| PROBLEM TO WORK ON |
Emit the data below verbatim, stripping out any pictures.

(Excerpts of location labeling data)
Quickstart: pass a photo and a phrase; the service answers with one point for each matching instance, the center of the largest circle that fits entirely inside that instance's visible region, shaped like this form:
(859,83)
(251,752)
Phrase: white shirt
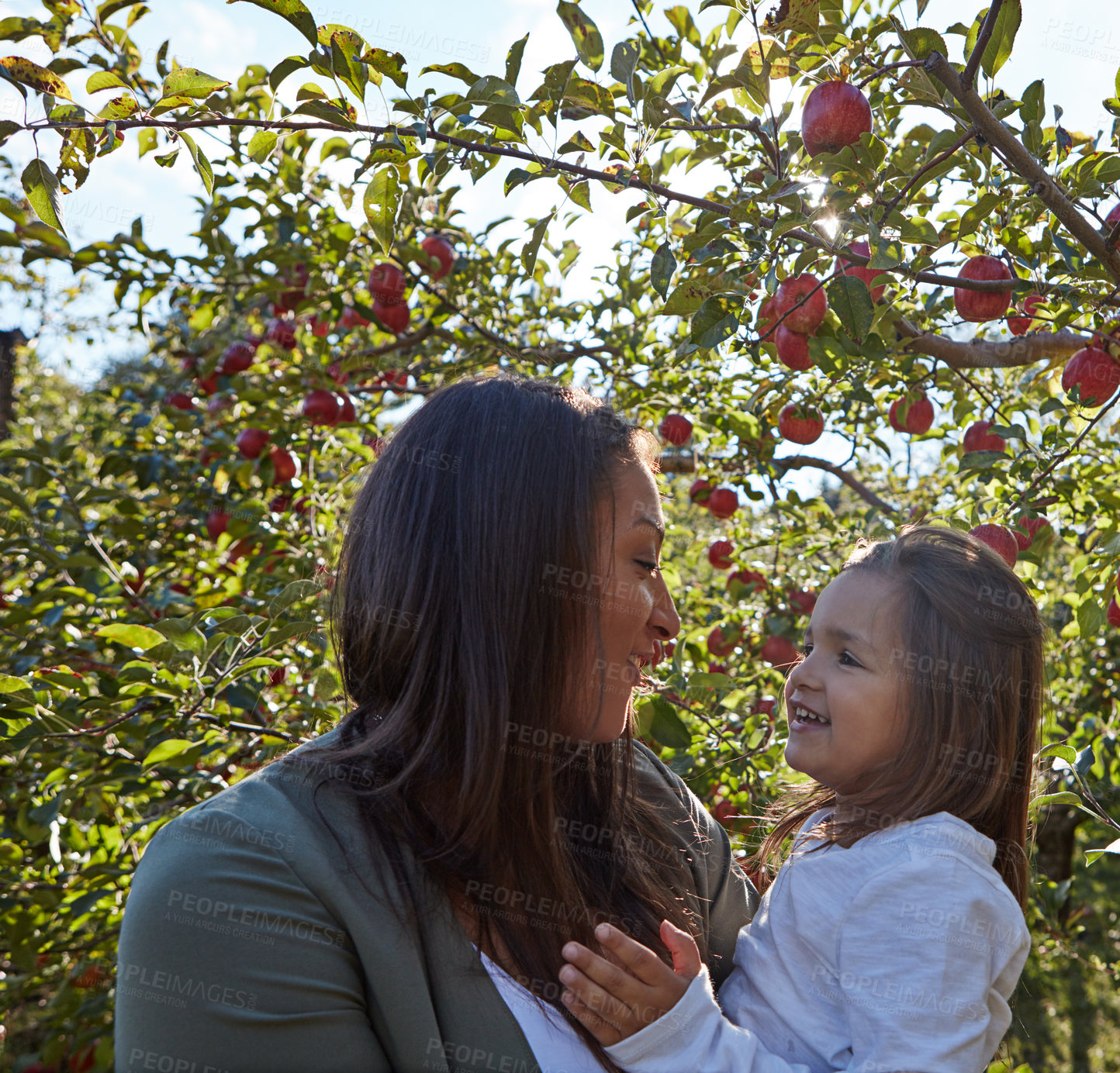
(554,1042)
(897,954)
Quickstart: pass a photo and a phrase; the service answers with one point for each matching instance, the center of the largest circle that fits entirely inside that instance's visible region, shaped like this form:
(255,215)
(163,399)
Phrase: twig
(983,38)
(800,461)
(997,135)
(918,175)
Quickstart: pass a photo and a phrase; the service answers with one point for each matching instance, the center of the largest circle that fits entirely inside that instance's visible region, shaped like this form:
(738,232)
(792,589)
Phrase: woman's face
(636,612)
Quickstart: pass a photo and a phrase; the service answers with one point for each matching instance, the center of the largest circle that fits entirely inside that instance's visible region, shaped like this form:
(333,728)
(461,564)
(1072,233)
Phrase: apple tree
(838,219)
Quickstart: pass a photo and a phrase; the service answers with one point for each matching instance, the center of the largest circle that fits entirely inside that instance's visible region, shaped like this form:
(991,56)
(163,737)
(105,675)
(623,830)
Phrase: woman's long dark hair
(465,619)
(971,663)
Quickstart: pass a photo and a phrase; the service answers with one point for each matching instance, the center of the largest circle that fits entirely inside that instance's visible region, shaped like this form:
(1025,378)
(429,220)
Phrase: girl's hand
(614,1002)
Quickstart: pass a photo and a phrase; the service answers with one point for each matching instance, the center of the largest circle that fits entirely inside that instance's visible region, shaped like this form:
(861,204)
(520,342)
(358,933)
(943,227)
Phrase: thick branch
(800,461)
(983,38)
(1001,138)
(1023,350)
(717,207)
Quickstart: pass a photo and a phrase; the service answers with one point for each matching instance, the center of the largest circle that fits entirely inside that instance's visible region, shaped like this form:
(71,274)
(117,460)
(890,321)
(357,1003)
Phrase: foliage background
(143,657)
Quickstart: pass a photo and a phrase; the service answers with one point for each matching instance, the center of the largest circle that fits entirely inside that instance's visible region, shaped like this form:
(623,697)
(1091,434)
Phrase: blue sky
(1077,54)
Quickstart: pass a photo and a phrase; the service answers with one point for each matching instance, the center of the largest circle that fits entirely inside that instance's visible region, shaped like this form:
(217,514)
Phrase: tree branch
(1023,350)
(1024,163)
(983,38)
(800,461)
(717,207)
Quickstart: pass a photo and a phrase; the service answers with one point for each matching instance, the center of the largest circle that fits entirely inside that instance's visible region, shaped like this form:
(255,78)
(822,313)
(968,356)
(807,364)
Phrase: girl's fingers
(683,947)
(600,1002)
(640,961)
(604,1032)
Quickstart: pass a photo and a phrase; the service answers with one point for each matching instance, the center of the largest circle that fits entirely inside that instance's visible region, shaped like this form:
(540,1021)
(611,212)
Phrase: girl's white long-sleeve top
(898,954)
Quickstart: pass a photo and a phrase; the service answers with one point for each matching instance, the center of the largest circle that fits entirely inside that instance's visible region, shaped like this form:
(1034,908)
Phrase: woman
(396,894)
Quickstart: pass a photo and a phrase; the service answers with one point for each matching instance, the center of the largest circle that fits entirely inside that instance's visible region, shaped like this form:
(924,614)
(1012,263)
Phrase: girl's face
(636,612)
(849,680)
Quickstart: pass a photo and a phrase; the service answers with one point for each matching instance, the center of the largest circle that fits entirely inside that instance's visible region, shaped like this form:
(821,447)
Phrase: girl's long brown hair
(970,657)
(465,619)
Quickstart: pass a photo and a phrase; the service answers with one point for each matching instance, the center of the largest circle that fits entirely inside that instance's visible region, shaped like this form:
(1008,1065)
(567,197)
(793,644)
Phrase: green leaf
(921,40)
(43,191)
(1091,855)
(105,80)
(1091,617)
(1067,753)
(666,725)
(661,270)
(852,300)
(513,60)
(294,12)
(584,33)
(167,750)
(389,64)
(133,637)
(202,165)
(532,246)
(686,299)
(716,320)
(381,203)
(292,594)
(978,213)
(1003,37)
(261,146)
(40,78)
(191,82)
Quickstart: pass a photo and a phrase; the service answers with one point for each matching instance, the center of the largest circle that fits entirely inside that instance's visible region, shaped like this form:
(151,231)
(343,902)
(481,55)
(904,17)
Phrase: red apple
(1021,325)
(800,423)
(181,401)
(282,333)
(320,407)
(780,651)
(395,319)
(1095,374)
(792,349)
(979,305)
(676,430)
(1114,606)
(216,522)
(351,319)
(437,247)
(721,644)
(700,491)
(868,276)
(723,502)
(752,581)
(251,441)
(1032,526)
(835,116)
(237,357)
(285,464)
(913,412)
(719,554)
(1001,539)
(346,412)
(807,317)
(977,437)
(386,282)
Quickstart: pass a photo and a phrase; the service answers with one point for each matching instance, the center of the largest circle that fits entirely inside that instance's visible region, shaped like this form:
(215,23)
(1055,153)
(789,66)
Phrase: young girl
(893,937)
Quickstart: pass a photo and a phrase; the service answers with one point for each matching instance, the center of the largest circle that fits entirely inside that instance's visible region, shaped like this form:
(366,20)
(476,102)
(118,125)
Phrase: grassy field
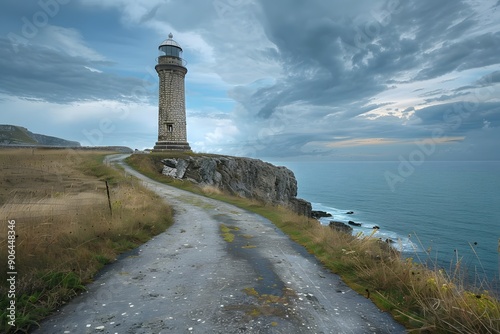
(424,300)
(65,228)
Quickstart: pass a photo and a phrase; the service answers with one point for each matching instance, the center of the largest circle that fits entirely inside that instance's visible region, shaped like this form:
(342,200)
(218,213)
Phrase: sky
(367,80)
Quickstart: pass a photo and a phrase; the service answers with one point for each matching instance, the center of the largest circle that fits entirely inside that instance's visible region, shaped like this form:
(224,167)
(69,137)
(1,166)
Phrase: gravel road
(192,279)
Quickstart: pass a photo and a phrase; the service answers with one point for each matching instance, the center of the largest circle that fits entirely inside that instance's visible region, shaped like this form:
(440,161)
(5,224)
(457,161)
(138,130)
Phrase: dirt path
(191,280)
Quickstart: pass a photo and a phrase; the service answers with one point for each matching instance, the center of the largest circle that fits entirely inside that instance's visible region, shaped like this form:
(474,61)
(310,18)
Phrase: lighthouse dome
(170,42)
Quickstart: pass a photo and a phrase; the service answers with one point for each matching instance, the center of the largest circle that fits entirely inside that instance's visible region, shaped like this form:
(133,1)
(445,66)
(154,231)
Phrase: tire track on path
(189,279)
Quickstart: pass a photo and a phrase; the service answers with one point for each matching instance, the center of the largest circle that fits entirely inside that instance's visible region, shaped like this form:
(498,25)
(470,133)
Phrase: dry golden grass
(65,229)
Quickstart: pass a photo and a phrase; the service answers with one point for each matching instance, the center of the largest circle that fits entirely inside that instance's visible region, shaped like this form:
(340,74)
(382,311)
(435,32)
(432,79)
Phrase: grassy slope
(18,136)
(65,231)
(424,300)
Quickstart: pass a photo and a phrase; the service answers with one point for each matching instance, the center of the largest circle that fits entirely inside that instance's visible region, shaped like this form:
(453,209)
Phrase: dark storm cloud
(333,56)
(38,72)
(457,119)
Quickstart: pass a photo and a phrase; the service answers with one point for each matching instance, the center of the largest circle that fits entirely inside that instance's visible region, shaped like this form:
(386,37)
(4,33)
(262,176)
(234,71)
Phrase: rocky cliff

| WRITTEN ANSWER |
Quickstart: pass a photo and a phrase; the service answers with one point for each matching instance, the center of the largest circle that fits entirely inside that instance's visible region, shaped like this form:
(859,83)
(251,752)
Phrase: white shirt
(554,1042)
(897,954)
Quickstart: pass a photo and a phrase; the service answers with one point for each matching instance, the center of the largest circle that fits entirely inside that instance's visible region, shaped like this form:
(255,215)
(163,399)
Phrase: twig
(983,38)
(800,461)
(997,135)
(918,175)
Quickstart: pass a photo and a phrase; the service answers with one point for each matching instance, the center of the largest circle that fits entirely inside that instance's visible region, shaped like this form:
(738,232)
(792,589)
Phrase: woman's face
(636,612)
Quickstart: pass a photo and a phrase; the service answers with one point for each matching instance, the center of the largest circle that fits entirely inside that instance's visible region, shaped like this form:
(333,728)
(461,564)
(1072,233)
Phrase: apple tree
(838,219)
Quickstart: pass a photo and a phrase; the service answers with one point for each matching instance, the center of the largest circle that fits entirely inside that instance's visible region, shaped like this form:
(991,56)
(163,737)
(105,675)
(623,830)
Phrase: woman's long dark hair
(465,619)
(971,663)
Quickstart: pass a photo and a phrase; the service answers with one point for each matching instance, the center of the largest circle that fits entirely inside that instance's visible region, shaped like this form:
(1025,378)
(429,220)
Phrase: girl's hand
(614,1002)
Quickstart: pass a photo and a phrase; the service answers with one point for each matching instance, the center of the largest circle that fits entirely inside that instance's visible region, shaped like this form:
(861,204)
(520,342)
(358,933)
(943,227)
Phrase: thick branch
(800,461)
(983,38)
(1001,138)
(1023,350)
(717,207)
Quickstart: pass a photo and a phrase; the service answers with one point for each matching instance, the center of the largest circle that fits entirely inside that instance's visible region, shaped like this form:
(71,274)
(117,460)
(890,321)
(357,1003)
Phrase: foliage background
(143,657)
Quickstart: pass a photo and a phrase; the service answers with one point for each matching instance, the center of the largest circle that fits entirely inside that instance's visible region, shaped like this form:
(623,697)
(1091,434)
Phrase: blue sky
(1077,54)
Quickstart: pass a photo and a phrase; the service answers with one point for each matching instance, the center of the largest circle that fits entirely inside that instance's visible region, shaped like this form:
(217,514)
Phrase: tree branch
(1023,350)
(1024,163)
(983,38)
(800,461)
(717,207)
Quickstart: pass a photo and a phrase; the service answers with one point for each matching instance, the center of the largest circle that fits entirely inside that instance's visible region, shaped like this form:
(255,78)
(822,313)
(968,356)
(807,364)
Phrase: girl's fingers
(683,947)
(600,1002)
(640,961)
(604,1032)
Quickstart: pass a photo and a phrase; the service answers with one point for each matching instance, the center of the largest circle that fits entirely inside that instance's visible region, shaped like this form:
(540,1021)
(611,212)
Phrase: girl's white long-sleeve top
(898,954)
Quickstart: pass a photo and a phrase; the service answers with one point for each matching instance, the center of the largest circle that fits entirely inside that instance's visible region, shaped like this form:
(1034,908)
Phrase: woman
(396,894)
Quickstart: pass a photo and a phrase; the service answers with one point for each matching instance, the center of the largest circle that fits entirely inside that instance's visible region, shaped like this form:
(924,614)
(1012,263)
Phrase: girl's face
(636,612)
(849,680)
Quickstart: pass a photo and a phrase; the service answers with one point for each matching instance, the center of the largest circle that fits entirely inside that instance's visible region, shaped like this form:
(821,447)
Phrase: girl's long brown hair
(970,657)
(465,619)
Quickstart: pass a photo and a phrase; the service answers with one point for each matching instance, the center of the largest circle that fits entirely inside that instance's visible region, shaped like this form:
(1008,1065)
(567,197)
(793,644)
Phrase: green leaf
(921,40)
(43,191)
(1091,855)
(105,80)
(1091,617)
(1067,753)
(666,725)
(661,270)
(852,300)
(513,60)
(294,12)
(584,33)
(167,750)
(389,64)
(133,637)
(202,165)
(532,246)
(686,299)
(716,320)
(381,203)
(292,594)
(978,213)
(1003,37)
(261,146)
(40,78)
(191,82)
Quickstart: pass a photo and a phrase; the service answers with one point for each matching instance, the center of the largest circle that fits entirely inside that instance's visible region, shaped like this form:
(151,231)
(343,902)
(481,55)
(904,17)
Phrase: red apple
(1021,325)
(800,423)
(181,401)
(282,333)
(320,407)
(780,651)
(395,319)
(1095,374)
(792,349)
(979,305)
(676,430)
(1114,606)
(216,522)
(351,319)
(437,247)
(721,644)
(700,491)
(868,276)
(723,502)
(752,581)
(251,441)
(1032,526)
(835,116)
(237,357)
(285,464)
(913,412)
(719,554)
(1001,539)
(346,412)
(807,317)
(977,437)
(386,282)
Quickstart: pass a photo and a phrase; the service answers with one point for each matching instance, the center of the largest circle that fits entirely inside that instance's visible region, shaped like this form:
(215,23)
(1055,153)
(789,66)
Phrase: young girl
(893,937)
Quickstart: pass a photo and a phrase; the service answers with one point for each matching instance, the center of the largest circle that fits entirely inside that instance's visible region, shaped like this form:
(366,20)
(476,102)
(118,125)
Phrase: grassy field
(424,300)
(65,228)
Quickstart: pass a photo and a phrase; the service answers with one point for each matching instance, the center of the largest circle that fits entirely inside that instance's visible region, shaped like this form:
(342,200)
(218,213)
Phrase: sky
(367,80)
Quickstart: pass a photo and a phrase; the service answers with one point for each matching instance, the center of the largest circle that fits entirely inside that instance's visible region, shaped like this form:
(224,167)
(69,137)
(1,166)
Phrase: gravel road
(192,279)
Quickstart: pass a photo and a phrase; the service answers with one point for each matching instance, the center of the largest circle that fits entirely inside that instance's visible region, shaped like this form:
(440,161)
(5,224)
(457,161)
(138,130)
Phrase: dirt path
(191,280)
Quickstart: pass a photo and a phrase; the service answers with one point for each matching instance, the center of the largest circle that fits entirely inside that instance's visible region, shaped like this form:
(474,61)
(310,18)
Phrase: lighthouse dome
(170,42)
Quickstart: pass a photo and a phrase; the service answers with one point for each matching instance, the center of the largest circle that fits entirely inside that instance's visible region, shaped like this form:
(133,1)
(445,66)
(154,231)
Phrase: tire track on path
(189,279)
Quickstart: pass a photo and a phrase; the service answers with one point for each matching instance, the center of the largest circle that fits entirely inside that instance's visible region, shaped like this form:
(498,25)
(470,133)
Phrase: dry golden grass
(65,229)
Quickstart: pass a photo and a phrase; the service answers with one point for each matching instance, the center of the largest circle that fits entirely inside that instance's visible region, shaped like this form:
(340,74)
(382,311)
(435,32)
(432,79)
Phrase: grassy slope
(18,136)
(65,231)
(424,300)
Quickstart: pass a photo and a phrase; the service answers with one point for each matching instance, the center of the largest circle that fits entirely inside that instance's visible region, shaped like this form:
(453,209)
Phrase: dark storm cloud
(333,56)
(38,72)
(457,119)
Quickstart: pass a photo and a phrase; the service answers with one point for each matching instance, the center of the largest circle that fits entirely inside that instance's visible region, shaped like this form:
(386,37)
(4,33)
(262,176)
(234,71)
Phrase: rocky cliff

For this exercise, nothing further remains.